▶ [What to do] Repeat exactly, and only, the lines from the one holding "of the dense" through the last line of the records below.

Stored data
++++++++++++++++++++
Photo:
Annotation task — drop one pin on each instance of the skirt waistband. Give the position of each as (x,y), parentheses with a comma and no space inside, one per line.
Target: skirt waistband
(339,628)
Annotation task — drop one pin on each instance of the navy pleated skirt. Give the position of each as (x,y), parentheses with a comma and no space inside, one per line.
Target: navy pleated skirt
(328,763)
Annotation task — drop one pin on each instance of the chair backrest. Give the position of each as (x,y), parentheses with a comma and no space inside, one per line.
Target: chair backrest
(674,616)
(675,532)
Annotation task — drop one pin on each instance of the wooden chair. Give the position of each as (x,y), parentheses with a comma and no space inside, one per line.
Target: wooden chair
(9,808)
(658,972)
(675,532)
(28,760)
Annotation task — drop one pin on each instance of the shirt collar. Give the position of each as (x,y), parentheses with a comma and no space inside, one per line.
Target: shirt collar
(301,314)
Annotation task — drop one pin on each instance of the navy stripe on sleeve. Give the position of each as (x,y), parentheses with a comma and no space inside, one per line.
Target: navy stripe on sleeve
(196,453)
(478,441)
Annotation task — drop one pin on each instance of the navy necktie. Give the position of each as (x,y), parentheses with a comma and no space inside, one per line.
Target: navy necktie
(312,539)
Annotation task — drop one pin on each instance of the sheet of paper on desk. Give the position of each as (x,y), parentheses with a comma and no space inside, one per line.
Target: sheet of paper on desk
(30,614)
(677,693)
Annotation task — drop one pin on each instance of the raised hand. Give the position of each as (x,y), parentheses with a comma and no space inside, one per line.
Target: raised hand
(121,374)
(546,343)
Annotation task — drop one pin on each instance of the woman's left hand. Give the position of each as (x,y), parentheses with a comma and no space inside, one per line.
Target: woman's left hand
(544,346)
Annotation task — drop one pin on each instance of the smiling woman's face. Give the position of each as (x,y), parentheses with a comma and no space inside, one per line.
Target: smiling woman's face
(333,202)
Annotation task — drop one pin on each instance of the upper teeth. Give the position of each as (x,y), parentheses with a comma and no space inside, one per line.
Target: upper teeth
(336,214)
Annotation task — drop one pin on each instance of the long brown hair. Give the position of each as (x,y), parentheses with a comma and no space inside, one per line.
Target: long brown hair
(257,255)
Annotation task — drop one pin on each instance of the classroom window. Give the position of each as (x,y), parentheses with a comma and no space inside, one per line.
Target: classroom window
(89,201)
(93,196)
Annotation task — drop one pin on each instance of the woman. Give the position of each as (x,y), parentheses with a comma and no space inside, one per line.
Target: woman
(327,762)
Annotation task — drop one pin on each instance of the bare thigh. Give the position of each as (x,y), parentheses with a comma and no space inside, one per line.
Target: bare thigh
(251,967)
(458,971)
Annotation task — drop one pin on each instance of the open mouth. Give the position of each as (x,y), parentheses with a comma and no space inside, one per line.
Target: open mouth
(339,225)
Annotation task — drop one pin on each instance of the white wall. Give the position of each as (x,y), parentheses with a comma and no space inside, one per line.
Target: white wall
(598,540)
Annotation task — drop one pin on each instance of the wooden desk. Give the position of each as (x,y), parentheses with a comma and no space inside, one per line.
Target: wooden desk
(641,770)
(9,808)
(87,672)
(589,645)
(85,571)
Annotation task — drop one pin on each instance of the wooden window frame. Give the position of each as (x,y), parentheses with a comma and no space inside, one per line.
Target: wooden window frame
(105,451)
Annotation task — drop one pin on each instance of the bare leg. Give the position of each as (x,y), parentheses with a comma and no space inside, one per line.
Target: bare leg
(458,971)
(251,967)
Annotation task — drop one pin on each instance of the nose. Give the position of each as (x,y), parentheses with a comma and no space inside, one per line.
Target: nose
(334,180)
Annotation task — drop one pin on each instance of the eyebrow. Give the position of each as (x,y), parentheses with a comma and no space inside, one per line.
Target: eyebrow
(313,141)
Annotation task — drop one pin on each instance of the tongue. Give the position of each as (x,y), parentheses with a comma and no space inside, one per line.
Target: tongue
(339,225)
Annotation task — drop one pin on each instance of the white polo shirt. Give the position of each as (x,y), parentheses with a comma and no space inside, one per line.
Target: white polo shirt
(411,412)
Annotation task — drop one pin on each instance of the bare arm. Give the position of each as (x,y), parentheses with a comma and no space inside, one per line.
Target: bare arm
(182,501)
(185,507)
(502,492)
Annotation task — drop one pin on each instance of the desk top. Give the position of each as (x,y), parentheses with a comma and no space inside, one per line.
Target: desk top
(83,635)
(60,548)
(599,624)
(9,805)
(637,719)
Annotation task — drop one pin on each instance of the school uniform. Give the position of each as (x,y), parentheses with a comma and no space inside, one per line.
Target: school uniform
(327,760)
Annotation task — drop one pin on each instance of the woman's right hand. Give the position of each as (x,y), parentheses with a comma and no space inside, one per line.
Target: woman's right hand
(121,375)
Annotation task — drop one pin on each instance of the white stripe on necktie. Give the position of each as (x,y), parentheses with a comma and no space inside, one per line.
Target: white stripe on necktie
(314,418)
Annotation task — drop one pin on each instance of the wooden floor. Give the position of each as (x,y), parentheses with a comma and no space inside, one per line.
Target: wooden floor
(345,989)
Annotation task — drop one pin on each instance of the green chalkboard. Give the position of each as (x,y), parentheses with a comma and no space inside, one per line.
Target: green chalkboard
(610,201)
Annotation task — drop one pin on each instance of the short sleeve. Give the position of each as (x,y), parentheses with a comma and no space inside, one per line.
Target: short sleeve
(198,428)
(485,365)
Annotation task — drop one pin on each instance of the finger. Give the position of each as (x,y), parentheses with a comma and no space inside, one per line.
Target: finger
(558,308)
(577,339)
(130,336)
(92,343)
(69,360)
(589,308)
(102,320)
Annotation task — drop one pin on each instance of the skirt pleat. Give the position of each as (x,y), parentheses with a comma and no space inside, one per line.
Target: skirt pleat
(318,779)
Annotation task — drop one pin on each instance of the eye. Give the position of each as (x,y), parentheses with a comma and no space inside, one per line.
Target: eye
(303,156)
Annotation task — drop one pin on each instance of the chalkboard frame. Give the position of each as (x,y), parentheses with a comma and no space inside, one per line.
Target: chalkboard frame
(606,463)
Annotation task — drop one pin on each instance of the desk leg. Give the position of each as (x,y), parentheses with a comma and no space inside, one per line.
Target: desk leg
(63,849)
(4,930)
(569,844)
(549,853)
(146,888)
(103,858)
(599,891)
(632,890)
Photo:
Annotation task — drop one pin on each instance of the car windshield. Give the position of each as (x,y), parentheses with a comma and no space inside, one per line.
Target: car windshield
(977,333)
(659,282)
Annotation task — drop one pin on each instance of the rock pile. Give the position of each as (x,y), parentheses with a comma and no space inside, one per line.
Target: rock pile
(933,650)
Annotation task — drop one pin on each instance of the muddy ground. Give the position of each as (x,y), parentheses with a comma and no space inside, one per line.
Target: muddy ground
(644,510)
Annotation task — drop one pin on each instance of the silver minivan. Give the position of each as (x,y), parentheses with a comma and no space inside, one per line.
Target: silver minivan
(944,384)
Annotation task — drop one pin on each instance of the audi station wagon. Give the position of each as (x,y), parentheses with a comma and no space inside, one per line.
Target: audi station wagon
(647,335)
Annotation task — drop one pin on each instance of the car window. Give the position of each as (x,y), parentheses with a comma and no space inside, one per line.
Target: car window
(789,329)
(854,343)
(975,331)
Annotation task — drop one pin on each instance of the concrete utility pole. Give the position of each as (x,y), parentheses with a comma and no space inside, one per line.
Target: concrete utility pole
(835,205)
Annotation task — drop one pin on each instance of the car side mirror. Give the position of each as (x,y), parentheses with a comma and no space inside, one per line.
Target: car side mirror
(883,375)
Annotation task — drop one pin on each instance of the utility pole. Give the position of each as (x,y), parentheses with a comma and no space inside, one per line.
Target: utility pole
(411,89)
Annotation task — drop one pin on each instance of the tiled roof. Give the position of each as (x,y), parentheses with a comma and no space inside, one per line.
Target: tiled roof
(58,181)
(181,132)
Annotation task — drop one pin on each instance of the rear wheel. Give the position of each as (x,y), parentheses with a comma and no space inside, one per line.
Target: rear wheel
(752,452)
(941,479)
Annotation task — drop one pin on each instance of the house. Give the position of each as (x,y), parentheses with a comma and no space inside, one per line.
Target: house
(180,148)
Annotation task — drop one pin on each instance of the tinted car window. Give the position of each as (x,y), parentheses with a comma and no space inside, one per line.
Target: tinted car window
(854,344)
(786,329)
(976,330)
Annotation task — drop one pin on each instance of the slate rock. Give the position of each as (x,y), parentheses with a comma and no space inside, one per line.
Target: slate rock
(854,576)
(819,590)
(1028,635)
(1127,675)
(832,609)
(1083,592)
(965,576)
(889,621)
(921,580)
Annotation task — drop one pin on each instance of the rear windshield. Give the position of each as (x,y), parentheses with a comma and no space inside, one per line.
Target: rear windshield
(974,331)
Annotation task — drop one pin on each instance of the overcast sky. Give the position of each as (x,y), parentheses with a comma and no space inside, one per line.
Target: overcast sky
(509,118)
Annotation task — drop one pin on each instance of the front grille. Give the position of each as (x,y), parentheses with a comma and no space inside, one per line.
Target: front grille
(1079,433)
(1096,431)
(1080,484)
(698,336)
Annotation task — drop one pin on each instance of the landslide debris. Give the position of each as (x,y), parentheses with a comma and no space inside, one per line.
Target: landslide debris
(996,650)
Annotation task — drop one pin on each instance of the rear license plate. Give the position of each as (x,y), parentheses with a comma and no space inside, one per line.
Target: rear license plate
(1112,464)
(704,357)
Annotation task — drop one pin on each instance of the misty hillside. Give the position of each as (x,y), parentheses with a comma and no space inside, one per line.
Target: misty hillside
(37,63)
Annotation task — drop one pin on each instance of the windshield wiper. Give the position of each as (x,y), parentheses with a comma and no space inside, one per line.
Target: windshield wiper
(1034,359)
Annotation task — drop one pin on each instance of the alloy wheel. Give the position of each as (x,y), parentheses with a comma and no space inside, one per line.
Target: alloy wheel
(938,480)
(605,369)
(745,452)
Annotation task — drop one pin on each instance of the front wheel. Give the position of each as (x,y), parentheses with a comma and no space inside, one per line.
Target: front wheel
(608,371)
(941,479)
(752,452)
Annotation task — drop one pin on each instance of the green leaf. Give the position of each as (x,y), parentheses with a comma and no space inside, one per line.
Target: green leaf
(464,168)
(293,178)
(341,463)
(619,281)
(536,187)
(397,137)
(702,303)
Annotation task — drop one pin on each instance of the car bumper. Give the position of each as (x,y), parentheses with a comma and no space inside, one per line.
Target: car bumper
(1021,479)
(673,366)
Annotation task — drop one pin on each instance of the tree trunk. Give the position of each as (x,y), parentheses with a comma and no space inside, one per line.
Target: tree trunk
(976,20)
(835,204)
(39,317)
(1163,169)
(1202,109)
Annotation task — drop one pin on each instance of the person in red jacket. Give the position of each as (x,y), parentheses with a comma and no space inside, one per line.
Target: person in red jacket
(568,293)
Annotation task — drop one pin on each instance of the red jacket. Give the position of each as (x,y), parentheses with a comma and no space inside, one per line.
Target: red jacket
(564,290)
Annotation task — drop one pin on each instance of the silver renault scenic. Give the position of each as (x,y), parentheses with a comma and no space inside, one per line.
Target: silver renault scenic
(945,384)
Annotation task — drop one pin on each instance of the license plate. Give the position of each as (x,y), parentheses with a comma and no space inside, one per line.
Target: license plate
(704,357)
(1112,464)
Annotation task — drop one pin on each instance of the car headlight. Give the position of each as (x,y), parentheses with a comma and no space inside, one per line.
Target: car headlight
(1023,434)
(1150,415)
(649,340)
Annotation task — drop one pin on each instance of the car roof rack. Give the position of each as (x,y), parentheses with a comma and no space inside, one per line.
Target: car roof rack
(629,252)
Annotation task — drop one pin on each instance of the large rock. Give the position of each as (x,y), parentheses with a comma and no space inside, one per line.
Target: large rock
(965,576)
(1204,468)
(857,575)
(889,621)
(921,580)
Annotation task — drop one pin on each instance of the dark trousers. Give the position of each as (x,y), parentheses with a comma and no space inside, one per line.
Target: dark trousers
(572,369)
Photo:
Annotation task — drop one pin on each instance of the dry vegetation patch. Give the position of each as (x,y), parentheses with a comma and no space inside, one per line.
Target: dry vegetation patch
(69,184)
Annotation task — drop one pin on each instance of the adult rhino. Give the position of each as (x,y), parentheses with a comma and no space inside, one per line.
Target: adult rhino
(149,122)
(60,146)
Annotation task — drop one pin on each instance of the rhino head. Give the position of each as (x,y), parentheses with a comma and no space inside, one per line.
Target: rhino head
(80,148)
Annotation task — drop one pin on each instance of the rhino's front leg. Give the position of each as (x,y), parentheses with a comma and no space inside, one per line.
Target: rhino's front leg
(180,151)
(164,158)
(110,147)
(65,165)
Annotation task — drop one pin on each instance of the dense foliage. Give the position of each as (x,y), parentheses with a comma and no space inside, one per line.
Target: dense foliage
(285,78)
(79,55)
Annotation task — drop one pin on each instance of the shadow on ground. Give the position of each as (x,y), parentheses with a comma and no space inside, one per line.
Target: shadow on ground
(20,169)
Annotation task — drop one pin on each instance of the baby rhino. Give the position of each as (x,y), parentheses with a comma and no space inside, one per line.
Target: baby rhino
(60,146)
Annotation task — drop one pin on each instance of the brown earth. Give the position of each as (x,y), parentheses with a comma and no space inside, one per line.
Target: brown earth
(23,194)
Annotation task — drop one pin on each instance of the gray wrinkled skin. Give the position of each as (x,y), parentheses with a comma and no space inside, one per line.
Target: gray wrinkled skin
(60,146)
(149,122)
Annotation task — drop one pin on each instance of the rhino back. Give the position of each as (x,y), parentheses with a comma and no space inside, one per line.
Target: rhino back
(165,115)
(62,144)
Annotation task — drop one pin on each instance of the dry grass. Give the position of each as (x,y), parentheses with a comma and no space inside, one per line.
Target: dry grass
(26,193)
++++++++++++++++++++
▶ [Correct output]
Annotation task — drop one pin on each instance of the dense foliage. Give the position of each as (x,y), parentheses with a comma and no space inside, one per line.
Target: dense foliage
(285,78)
(79,55)
Annotation task — drop one pin on each instance of the shadow on ground. Give the position of each as (x,y), parentheses with a comma and no space inside, one per line.
Target: shadow on ground
(20,169)
Annotation task — drop one pin on each instance of the baby rhino. Give the position of each as (x,y), parentheses with a comma and no space inside, one per line.
Target: baby rhino
(60,146)
Annotation task — drop one pin on each instance of the brown earth. Give the position of each as (x,y), parentheses with a comma and no space inside, one per line.
Target: brown earth
(23,194)
Annotation task — drop one pin on each instance of the gray wrinkled skin. Give the position of each as (x,y), parentheses with a comma and no space inside, one per line.
Target: gray wrinkled skin
(60,146)
(149,122)
Annotation task — drop one pin on each instance of the rhino back. Give the position of each as (x,y), parentheses with a comma and no space inside, one per line.
Target: rhino back
(165,115)
(62,144)
Annotation task — drop one pin on each instance of the dry grass. Give the position of each as (x,y), parentheses with a comma and no space inside, one per line.
Target: dry grass
(26,193)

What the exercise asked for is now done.